What needs to be done — Rewrite the records from the line with "Practice step: locate the red" up to and including the line with "Practice step: locate the parked", swapping each "marker" for "pin" and changing nothing else.

Data extract —
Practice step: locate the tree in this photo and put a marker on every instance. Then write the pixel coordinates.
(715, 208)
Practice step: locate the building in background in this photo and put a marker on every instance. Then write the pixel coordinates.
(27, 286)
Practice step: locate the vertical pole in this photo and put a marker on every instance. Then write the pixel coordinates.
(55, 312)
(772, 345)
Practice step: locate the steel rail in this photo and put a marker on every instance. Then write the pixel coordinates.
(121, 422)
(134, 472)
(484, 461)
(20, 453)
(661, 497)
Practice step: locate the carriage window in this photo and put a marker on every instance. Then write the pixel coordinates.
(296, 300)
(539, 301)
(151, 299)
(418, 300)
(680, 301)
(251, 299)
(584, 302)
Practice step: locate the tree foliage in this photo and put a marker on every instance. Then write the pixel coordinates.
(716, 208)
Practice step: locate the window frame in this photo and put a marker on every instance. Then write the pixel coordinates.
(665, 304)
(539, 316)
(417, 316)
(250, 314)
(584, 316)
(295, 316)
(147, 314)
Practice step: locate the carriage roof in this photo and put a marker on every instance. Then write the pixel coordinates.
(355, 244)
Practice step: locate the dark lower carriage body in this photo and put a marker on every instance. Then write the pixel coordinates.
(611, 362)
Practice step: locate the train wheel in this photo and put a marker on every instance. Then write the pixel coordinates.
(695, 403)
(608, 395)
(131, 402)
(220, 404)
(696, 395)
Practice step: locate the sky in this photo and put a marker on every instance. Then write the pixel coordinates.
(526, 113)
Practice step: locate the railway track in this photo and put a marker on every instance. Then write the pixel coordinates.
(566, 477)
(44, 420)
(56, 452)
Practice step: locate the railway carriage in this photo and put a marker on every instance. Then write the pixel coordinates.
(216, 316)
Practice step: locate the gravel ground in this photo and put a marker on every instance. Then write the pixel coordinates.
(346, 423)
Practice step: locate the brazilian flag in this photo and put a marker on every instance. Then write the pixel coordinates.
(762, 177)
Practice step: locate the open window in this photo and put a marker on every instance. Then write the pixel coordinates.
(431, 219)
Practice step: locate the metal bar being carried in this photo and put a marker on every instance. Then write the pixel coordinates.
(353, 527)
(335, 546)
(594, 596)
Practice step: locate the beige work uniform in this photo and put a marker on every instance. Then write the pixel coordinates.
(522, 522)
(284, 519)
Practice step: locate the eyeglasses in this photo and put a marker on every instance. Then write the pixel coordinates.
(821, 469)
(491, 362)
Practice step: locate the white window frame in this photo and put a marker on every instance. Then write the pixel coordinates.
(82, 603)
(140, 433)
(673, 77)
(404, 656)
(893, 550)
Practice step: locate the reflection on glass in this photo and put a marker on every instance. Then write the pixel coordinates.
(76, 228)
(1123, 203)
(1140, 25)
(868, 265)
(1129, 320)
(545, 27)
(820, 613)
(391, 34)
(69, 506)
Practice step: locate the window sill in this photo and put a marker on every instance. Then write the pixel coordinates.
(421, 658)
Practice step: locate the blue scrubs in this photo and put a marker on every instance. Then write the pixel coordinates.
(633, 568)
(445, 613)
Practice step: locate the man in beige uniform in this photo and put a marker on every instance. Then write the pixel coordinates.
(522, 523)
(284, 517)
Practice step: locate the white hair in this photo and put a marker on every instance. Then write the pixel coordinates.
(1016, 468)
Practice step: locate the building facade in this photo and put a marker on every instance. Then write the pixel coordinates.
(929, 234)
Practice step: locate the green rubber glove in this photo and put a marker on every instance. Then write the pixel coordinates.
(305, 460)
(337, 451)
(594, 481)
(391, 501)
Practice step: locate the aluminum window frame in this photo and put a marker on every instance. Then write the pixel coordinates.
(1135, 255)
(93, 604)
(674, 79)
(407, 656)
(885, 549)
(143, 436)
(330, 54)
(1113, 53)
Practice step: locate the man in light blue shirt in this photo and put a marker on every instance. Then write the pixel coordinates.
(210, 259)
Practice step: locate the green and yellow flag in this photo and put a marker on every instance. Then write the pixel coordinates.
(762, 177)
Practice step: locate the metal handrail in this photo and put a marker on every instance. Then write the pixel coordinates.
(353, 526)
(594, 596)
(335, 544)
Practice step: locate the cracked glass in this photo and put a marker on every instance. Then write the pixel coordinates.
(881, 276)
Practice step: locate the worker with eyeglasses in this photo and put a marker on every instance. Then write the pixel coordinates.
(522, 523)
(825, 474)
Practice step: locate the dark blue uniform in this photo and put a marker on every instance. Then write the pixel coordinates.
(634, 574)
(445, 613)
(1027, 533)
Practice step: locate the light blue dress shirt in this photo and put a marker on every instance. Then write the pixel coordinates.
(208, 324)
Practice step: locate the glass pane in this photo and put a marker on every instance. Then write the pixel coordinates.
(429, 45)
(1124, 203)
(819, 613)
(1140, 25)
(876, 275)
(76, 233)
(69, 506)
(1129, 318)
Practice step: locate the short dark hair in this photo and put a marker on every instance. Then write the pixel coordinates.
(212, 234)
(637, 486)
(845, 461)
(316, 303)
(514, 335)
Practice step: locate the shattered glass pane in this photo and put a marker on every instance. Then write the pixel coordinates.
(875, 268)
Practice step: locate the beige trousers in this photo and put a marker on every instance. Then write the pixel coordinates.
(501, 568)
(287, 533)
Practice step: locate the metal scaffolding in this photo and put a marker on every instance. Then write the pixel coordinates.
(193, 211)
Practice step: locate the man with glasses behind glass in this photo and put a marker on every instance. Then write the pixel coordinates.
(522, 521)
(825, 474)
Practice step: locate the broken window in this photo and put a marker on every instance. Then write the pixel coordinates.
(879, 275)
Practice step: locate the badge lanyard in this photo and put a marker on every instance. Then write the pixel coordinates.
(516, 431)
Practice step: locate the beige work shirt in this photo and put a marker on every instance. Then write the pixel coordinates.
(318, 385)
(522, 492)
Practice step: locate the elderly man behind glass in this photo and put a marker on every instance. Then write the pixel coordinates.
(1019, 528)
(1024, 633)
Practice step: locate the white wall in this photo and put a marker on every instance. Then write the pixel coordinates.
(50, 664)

==

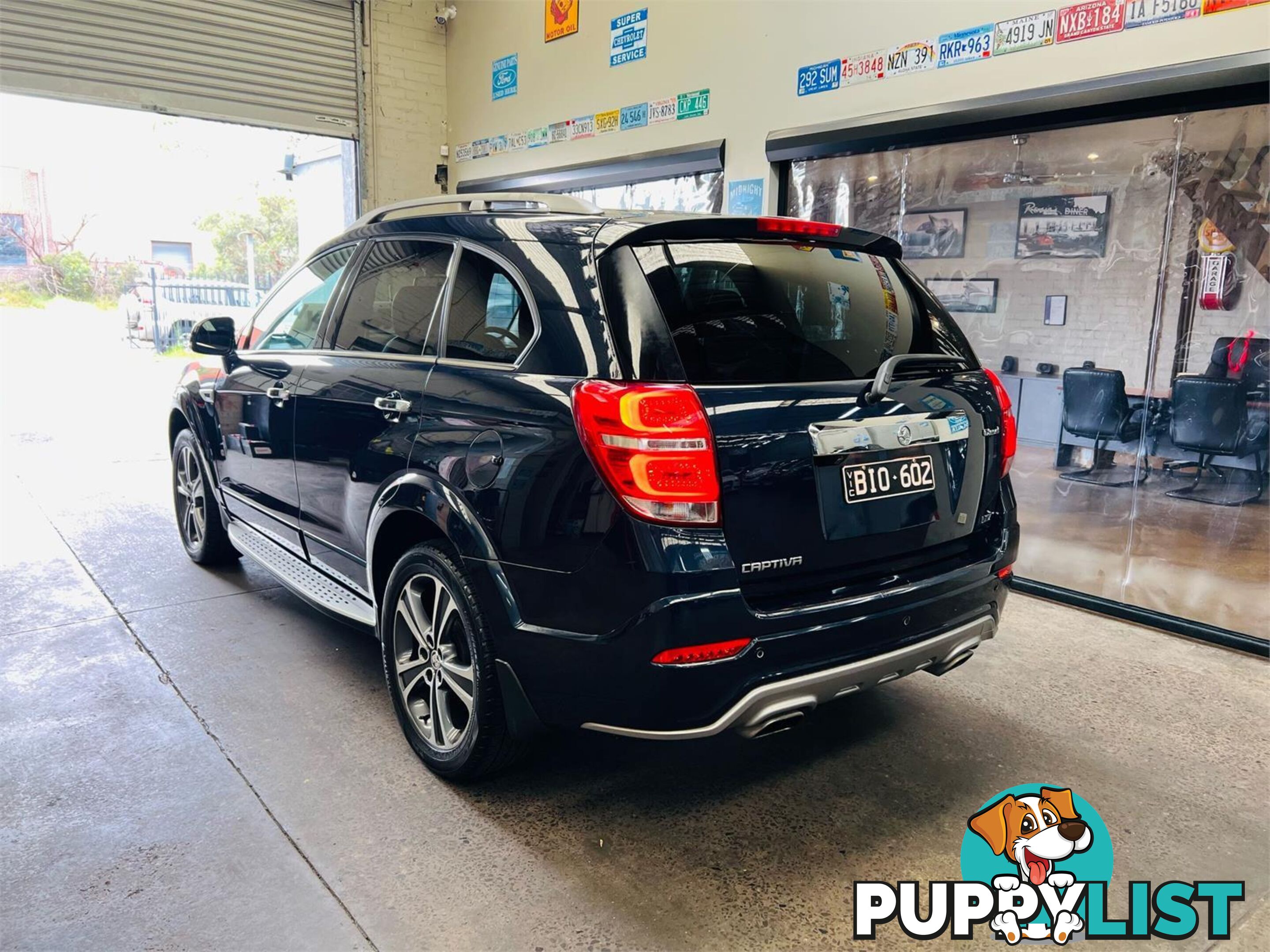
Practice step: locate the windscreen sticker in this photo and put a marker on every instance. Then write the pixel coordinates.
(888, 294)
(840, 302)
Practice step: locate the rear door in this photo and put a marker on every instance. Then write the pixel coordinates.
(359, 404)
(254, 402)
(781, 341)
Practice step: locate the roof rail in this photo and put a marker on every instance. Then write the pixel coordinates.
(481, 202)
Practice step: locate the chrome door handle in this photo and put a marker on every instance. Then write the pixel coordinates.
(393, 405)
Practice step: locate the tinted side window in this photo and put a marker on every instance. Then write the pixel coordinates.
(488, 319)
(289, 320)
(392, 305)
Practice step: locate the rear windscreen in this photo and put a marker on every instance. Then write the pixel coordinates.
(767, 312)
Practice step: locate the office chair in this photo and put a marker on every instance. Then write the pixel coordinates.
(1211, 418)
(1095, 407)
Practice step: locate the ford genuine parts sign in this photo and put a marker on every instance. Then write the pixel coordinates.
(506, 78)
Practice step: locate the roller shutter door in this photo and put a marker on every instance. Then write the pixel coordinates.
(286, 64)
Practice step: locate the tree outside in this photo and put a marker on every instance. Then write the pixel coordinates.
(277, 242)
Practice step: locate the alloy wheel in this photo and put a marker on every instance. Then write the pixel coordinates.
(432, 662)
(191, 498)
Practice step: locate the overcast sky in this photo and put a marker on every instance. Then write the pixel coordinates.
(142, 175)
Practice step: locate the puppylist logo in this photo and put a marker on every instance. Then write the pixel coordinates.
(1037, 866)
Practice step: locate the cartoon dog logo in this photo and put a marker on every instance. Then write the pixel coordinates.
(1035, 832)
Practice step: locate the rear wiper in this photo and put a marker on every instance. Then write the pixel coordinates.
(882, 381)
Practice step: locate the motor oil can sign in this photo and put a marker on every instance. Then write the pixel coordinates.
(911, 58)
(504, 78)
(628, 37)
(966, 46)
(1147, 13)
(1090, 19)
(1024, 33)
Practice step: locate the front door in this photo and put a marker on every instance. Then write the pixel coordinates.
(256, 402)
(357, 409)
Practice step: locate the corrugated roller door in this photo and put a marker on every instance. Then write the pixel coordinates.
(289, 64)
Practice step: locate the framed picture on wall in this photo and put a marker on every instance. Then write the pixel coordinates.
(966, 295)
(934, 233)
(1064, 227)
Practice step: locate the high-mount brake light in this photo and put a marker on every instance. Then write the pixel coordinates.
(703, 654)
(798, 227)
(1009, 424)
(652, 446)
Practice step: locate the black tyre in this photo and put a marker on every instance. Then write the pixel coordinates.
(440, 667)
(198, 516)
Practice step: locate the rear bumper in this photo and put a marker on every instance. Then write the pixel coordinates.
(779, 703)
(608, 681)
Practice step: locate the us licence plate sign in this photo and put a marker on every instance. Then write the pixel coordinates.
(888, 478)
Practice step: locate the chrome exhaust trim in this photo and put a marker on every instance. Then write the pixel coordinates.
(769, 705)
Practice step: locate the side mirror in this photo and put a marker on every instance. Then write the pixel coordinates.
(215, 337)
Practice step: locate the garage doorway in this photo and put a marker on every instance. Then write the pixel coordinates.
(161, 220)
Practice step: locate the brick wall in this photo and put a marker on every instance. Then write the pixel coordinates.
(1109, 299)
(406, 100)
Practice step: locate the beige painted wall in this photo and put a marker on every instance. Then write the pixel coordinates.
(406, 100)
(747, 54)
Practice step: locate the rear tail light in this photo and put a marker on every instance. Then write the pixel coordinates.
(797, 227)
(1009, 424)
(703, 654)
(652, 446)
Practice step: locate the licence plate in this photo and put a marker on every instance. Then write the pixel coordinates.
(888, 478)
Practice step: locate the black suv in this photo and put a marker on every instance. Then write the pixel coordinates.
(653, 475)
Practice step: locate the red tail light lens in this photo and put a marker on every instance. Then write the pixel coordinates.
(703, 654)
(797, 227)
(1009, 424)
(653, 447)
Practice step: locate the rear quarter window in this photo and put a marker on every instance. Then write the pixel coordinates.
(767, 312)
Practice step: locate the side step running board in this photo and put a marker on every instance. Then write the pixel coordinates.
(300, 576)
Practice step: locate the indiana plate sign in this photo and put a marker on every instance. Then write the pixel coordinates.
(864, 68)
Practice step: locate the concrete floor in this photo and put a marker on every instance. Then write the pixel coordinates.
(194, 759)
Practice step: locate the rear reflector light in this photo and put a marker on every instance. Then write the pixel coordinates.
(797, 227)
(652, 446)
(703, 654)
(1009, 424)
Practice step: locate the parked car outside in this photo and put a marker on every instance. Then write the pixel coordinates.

Answer in full —
Practice step: locate the red tail light lens in this photo and put a pin on every instance. Then write the pixel coordinates.
(703, 654)
(797, 227)
(1009, 424)
(653, 447)
Practice step: locate the rear quarter window in this photo and put a pin on every instance. Then write the pixel coordinates.
(767, 312)
Practice step: locate the side step running board in this photo and put a pin on every instance. Then write the pixel coordinates.
(300, 576)
Practice step: locate the indiana plate sign in this photo and put a pin on every instance. Then write the pixel coordinates.
(864, 68)
Practice step: locate the concrete floor in this photo and put a pin on every instance. Then write the pixel coordinates.
(194, 759)
Practice step: locate the rear reflector light in this photo and put a pin on every instance. Then write the pixel coordinates.
(797, 227)
(652, 446)
(703, 654)
(1009, 424)
Practice step: locate the parked car outside in this photo and put a pin on every instance. Then write the pixel coordinates.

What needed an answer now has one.